WHAT THE EXERCISE ASKS: Omit the images and output every line of the data below exactly.

:::::

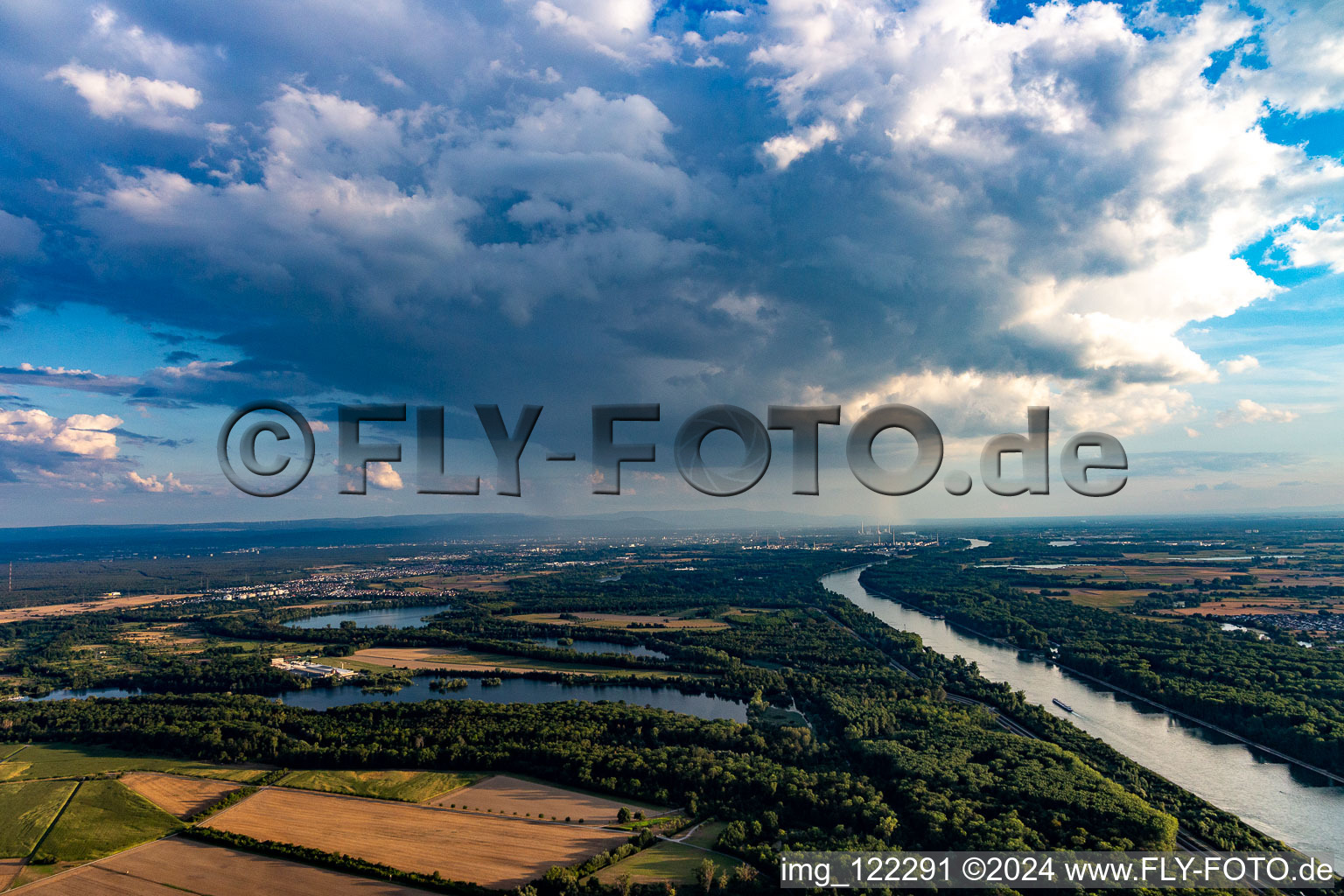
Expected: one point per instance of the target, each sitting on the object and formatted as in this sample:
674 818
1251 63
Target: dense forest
1283 696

:::::

SOLVED EXERCISE:
Expected: one point per instance of the target, each sitting on the object and formatted as in this sample:
674 818
1251 63
Target: dense forest
1283 696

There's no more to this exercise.